WHAT IS ASKED ▸
Output the rows below line for line, leaving out the pictures.

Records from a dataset
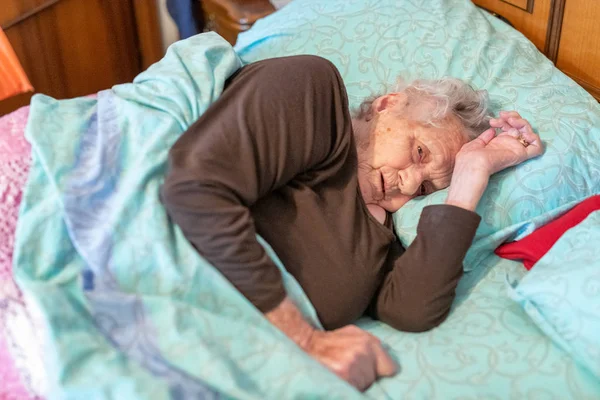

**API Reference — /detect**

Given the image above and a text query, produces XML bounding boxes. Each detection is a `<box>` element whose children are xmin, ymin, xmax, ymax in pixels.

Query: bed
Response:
<box><xmin>0</xmin><ymin>0</ymin><xmax>600</xmax><ymax>399</ymax></box>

ANSWER TO THIS PROBLEM ▸
**API Reference — /detect**

Given the image above and a text query, produces XML bounding boxes. Each detection is a `<box>` element whose children are xmin, ymin, xmax, ymax in pixels.

Query: bed
Response:
<box><xmin>0</xmin><ymin>0</ymin><xmax>600</xmax><ymax>399</ymax></box>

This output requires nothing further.